Items from a labeling collection:
+ + +

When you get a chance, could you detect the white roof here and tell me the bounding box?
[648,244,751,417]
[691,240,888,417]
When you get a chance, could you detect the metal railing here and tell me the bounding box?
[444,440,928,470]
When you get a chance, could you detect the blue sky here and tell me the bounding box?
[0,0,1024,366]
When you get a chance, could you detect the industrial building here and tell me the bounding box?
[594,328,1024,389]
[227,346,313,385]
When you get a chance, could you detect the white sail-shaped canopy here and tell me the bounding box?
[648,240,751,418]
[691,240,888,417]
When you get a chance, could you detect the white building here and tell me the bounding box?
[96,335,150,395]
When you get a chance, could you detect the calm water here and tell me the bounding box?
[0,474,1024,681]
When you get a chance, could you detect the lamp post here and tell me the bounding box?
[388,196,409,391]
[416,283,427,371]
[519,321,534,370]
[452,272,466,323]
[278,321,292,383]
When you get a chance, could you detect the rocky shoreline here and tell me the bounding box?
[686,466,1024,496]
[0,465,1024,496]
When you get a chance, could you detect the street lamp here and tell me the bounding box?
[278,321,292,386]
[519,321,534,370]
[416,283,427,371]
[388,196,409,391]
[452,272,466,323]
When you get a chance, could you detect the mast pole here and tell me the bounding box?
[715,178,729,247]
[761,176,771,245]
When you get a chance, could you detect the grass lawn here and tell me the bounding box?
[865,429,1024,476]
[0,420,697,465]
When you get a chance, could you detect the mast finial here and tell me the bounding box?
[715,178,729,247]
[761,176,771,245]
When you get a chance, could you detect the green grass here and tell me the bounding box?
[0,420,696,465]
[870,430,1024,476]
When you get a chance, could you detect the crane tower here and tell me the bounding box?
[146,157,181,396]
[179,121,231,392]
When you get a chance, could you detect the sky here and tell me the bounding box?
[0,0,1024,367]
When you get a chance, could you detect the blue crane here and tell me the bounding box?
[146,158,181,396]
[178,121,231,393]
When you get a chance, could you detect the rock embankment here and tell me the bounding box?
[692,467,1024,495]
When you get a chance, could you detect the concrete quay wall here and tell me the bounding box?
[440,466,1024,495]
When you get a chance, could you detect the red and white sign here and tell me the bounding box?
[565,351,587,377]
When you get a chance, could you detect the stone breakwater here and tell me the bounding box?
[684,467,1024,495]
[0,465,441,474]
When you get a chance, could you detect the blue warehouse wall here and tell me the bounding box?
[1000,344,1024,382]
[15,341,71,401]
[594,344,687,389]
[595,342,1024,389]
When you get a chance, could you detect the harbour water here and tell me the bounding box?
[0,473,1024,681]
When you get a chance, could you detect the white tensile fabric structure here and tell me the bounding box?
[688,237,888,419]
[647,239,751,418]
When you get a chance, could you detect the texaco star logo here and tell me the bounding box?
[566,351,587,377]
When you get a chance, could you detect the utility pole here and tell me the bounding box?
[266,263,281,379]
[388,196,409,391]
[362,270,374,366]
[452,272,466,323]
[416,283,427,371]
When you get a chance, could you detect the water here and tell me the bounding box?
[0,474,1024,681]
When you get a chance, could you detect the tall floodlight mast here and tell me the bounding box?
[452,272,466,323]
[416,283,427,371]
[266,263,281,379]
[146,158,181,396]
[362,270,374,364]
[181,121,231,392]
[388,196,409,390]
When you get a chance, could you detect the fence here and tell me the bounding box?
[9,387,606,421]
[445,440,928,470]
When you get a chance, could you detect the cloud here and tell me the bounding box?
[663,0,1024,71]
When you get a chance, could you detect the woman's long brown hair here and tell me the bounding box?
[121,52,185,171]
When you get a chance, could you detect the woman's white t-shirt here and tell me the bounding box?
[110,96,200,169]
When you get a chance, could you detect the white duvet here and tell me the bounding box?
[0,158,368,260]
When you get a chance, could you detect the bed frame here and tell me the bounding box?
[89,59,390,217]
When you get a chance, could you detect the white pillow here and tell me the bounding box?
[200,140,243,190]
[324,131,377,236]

+ + +

TASK TO COMPLETE> Lay out every line of the material above as a numbered list, skipping any blank lines.

THE COMPLETED TASK>
1. When you get a chance, could you detect the white roof here and tell me the bounding box?
2. [648,244,751,417]
3. [691,240,888,417]
4. When you get a chance, could you detect the metal railing here and tell me the bounding box?
5. [444,440,928,470]
6. When you get a chance, could you detect the blue sky here and tell me the bounding box?
7. [0,0,1024,366]
8. When you get a chance, could you detect the industrial building here and tell me the bounding box?
9. [594,328,1024,389]
10. [227,346,313,385]
11. When you get a chance, could you detect the white sail-shaped canopy here and tell me the bounding box?
12. [648,240,751,418]
13. [691,240,888,417]
14. When you get a chance, could you detect the white building here and tell me the bounding box?
15. [96,335,150,395]
16. When you get a chance, could you detect the calm water here and tell me the bounding box?
17. [0,474,1024,681]
18. When you get a chance, could you detect the lamp post here and tell me the bounding box?
19. [388,196,409,391]
20. [416,283,427,371]
21. [519,321,534,370]
22. [452,272,466,323]
23. [278,321,292,383]
24. When you get a chance, could you detect the rocky shoreline here and tell me the bounding box?
25. [686,466,1024,496]
26. [0,465,1024,496]
27. When you get a chance, could you detect the street lamp here and tell me the bounding box?
28. [278,321,292,386]
29. [519,321,534,370]
30. [416,283,427,371]
31. [388,196,409,391]
32. [452,272,466,323]
33. When you get a chance, could you detect the mast pole here and tell me the bounding box?
34. [715,178,729,247]
35. [761,176,771,245]
36. When you get a chance, could you detect the grass lawn here and tell me the bounding box?
37. [865,429,1024,476]
38. [0,420,697,465]
39. When you get a chance, could you detect the mast finial here and tell me the bounding box?
40. [715,178,729,247]
41. [761,176,771,245]
42. When you get a chance, could you detect the green grass here and tell me the bounding box?
43. [0,420,696,465]
44. [870,430,1024,476]
45. When you get a chance, could you detect the crane tower here and tell me the bounding box?
46. [146,157,181,396]
47. [179,121,231,392]
48. When you get a chance, could you detect the sky here and tell me the bounding box?
49. [0,0,1024,367]
50. When you get a chance, could you detect the blue crane here and tell me the bounding box?
51. [146,158,181,396]
52. [178,121,231,393]
53. When you get a chance, could you detect the rock embankment here and tell me the bounding box?
54. [692,467,1024,495]
55. When you get a chance, could you detect the concrete quay wall here and tell me the bounding box?
56. [440,466,1024,495]
57. When you get a chance, could you detect the red and white sign here and tell me the bounding box?
58. [565,351,587,377]
59. When you get a chance, could you detect the stone breakwater here and tell me the bounding box?
60. [684,467,1024,495]
61. [0,465,441,474]
62. When you get a chance, could you detect the blue warehouse wall here and tell me the bounding box?
63. [1000,344,1024,382]
64. [15,341,71,401]
65. [594,344,687,389]
66. [595,342,1024,389]
67. When you get a chance, could you detect the harbour water here and tell me the bounding box?
68. [0,473,1024,681]
69. When you get a chance, could you detect the white tensile fabric structure here and tell me the bounding box?
70. [688,237,888,419]
71. [647,239,751,418]
72. When you get a chance, could you detect the texaco star logo here and tell me the bounding box?
73. [566,351,587,377]
74. When you get a chance, could you detect the utility pole here and tell me the bounding box?
75. [266,263,281,379]
76. [388,196,409,391]
77. [362,270,374,366]
78. [452,272,466,323]
79. [416,283,427,371]
80. When you get a chance, could you detect the water here and tell me the bounding box?
81. [0,474,1024,681]
82. When you get a chance, could you detect the tall floodlight mast here and tell me the bounding box?
83. [452,272,466,323]
84. [416,283,427,371]
85. [266,263,281,379]
86. [146,158,181,396]
87. [362,270,374,364]
88. [181,121,231,392]
89. [388,196,409,390]
90. When you get a chance, could you detect the fence here and tell me the bounding box?
91. [9,387,606,421]
92. [445,440,928,470]
93. When you get a chance, could you detect the cloud here and tell me the bounding box?
94. [663,0,1024,71]
95. When you get a chance, could you detect the woman's long brown hair here and tell me the bounding box?
96. [121,52,185,171]
97. When you get a chance, could you detect the woman's white t-shirt here and tell me the bounding box?
98. [110,96,200,169]
99. When you get a chance, could you detect the white duvet here and tell me the bounding box?
100. [0,158,368,260]
101. When you get a chance, could you detect the bed frame here and tell me the bounding box?
102. [89,59,390,217]
103. When you get a chance, could you detect the white pillow here and tell me the bounding box?
104. [200,140,243,190]
105. [324,131,377,236]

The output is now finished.